##### SUPPLIED TEXT

Abstract
Objective
We wanted to evaluate the feasibility and efficacy of using a dexamethasone (DM)-eluting nitinol stent to inhibit the pseudointimal hyperplasia following stent placement in the transjugular intrahepatic portosystemic shunt tract (TIPS) of a swine.
Materials and Methods
Fifteen stents were constructed using 0.15 mm-thick nitinol wire; they were 60 mm in length and 10 mm in diameter. The metallic stents were then classified into three types; type 1 and 2 was coated with the mixture of 12% and 20%, respectively, of DM solution and polyurethane (PU), while type 3 was a bare stent that was used for control study. In fifteen swine, each type of stent was implanted in the TIPS tract of 5 swine, and each animal was sacrificed 2 weeks after TIPS creation. The proliferation of the pseudointima was evaluated both on follow-up portogram and pathologic examination.
Results
One TIPS case, using the type 1 stent, and two TIPS cases, using the type 2 stent, maintained their luminal patency while the others were all occluded. On the histopathologic analysis, the mean of the maximum pseudointimal hyperplasia was expressed as the percentage of the stent radius that was patent, and these values were 51.2%, 50% and 76% for the type 1, 2, and 3 stents, respectively.
Transjugular intrahepatic portosystemic shunt (TIPS) is an effective and commonly used method for not only lowering portal pressure, but also for controlling acute variceal bleeding that is retractable to standard medical treatment for the patients with portal hypertension. However, the one-year primary patency rates after TIPS creation are 23-50%, and the long-term patency of TIPS has been disappointing because the rate for the late parenchymal tract abnormalities such as restenosis and occlusion was 75%, and the cumulative patency rate was 5% at 2 years (1-3). TIPS is often associated with the development of pseudointimal hyperplasia within the stented lumen of the hepatic parenchymal tract.
Restenosis after stent implantation is also one of the problems in vessels, and it is mainly characterized by an inflammatory response to procedural injury and an intense fibrocellular response (4). To overcome this problem, drug-eluting stents with anti-inflammatory and immunosuppressive effects have been developed, and their clinical applications have been tried in such vessels as the coronary artery. Some studies have recently reported that the dexamethasone (DM)-eluting stent was effective to reduce the myointimal proliferation in vessels. The percentage of diameter stenosis was lower in the unstable angina pectoris patients who underwent placement of DM-eluting stents compared to the stable patients (26.86% +/- 14 vs. 38.40% +/- 16%, respectively p < 0.02) (5, 6).

##########
##### SOURCE INFORMATION

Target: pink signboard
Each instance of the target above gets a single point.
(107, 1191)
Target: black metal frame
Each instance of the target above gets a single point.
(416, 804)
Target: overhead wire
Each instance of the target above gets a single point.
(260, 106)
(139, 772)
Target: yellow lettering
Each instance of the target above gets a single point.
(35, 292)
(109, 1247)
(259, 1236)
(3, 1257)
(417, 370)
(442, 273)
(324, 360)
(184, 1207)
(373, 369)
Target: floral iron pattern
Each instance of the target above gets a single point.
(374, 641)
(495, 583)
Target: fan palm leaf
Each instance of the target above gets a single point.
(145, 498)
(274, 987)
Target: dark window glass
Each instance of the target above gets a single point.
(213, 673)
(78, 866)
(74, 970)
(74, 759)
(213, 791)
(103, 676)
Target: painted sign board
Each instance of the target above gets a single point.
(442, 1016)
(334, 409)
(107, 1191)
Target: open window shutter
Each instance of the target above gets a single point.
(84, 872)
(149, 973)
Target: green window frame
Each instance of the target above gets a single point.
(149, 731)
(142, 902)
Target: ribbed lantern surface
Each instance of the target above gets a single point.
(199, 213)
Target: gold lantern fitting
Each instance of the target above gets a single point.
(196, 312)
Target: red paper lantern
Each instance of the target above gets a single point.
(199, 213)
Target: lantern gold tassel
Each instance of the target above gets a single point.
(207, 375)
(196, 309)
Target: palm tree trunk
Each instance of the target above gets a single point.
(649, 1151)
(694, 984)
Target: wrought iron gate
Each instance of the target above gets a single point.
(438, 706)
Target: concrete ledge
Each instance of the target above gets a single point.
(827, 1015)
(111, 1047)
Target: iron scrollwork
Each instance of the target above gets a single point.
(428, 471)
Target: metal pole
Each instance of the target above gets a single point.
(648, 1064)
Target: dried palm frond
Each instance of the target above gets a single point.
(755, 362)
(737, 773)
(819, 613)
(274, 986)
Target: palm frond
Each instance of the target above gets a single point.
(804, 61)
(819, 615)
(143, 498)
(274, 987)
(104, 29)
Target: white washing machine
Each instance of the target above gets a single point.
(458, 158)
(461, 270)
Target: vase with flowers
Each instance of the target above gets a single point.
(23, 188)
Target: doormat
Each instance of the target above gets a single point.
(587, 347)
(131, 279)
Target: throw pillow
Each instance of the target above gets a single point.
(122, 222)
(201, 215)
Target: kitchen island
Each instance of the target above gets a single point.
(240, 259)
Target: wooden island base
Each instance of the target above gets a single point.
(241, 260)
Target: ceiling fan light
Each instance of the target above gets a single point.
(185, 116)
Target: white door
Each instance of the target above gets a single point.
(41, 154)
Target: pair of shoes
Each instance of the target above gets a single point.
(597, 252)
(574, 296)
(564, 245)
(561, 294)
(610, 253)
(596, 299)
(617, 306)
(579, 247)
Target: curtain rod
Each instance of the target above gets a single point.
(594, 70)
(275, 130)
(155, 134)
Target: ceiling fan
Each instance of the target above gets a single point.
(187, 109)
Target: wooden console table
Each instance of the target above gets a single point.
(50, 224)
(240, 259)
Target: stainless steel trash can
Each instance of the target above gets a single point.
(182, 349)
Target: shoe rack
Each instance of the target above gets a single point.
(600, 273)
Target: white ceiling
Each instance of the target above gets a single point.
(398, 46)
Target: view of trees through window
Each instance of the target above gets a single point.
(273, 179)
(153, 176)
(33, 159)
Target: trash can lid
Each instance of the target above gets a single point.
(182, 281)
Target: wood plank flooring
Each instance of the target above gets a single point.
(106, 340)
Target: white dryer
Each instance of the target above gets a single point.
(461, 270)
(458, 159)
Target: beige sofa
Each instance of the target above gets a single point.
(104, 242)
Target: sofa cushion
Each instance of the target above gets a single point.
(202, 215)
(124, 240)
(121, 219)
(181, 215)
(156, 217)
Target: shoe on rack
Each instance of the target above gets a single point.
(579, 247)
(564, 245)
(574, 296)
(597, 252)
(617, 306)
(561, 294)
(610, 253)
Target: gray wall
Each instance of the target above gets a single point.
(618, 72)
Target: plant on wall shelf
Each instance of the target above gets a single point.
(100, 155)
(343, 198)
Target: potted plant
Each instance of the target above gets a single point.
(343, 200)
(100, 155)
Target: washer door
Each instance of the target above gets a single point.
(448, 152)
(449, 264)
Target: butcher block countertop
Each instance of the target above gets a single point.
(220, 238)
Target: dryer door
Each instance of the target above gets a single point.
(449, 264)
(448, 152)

##########

## WORK TO COMPLETE
Take the text on the dexamethasone-eluting stent study in swine TIPS tracts further, starting after its last sentence. The lines have no role in this work.

## FINAL ANSWER
However, the implantation of drug-eluting stent for local drug delivery in TIPS has not been reported on in the medical literature. We hypothesized that the DM released from a DM-eluting stent would inhibit pseudointimal hyperplasia in the TIPS tract and improve vessel patency. We made the DM-eluting nitinol stents and we performed an experimental study with using them in a swine model. The purpose of this study was to evaluate the feasibility and efficacy of the DM-eluting nitinol stent for reducing the pseudointimal hyperplasia in the TIPS tract of a swine model with induced-portal hypertension.
We constructed both the stents and the introducer set in our research laboratory. The metallic stent was knitted from a single thread of 0.15 mm nitinol wire filament (Euroflex, Germany) into a tubular configuration and in an interlocking diamond-shaped pattern with 6 bent points on the upper and lower end portions. All the stents were 10 mm in diameter and 60 mm in length when they were fully expanded.
The DM-eluting stent was made by dipping a metallic stent in a solution of DM and polyurethane (PU). The metallic stents were classified into three types. Type 1 and 2 stents were coated with 12% and 20%, respectively, of the DM solution mixed with PU, while the type 3 stent was a bare nitinol stent that was used for the control study.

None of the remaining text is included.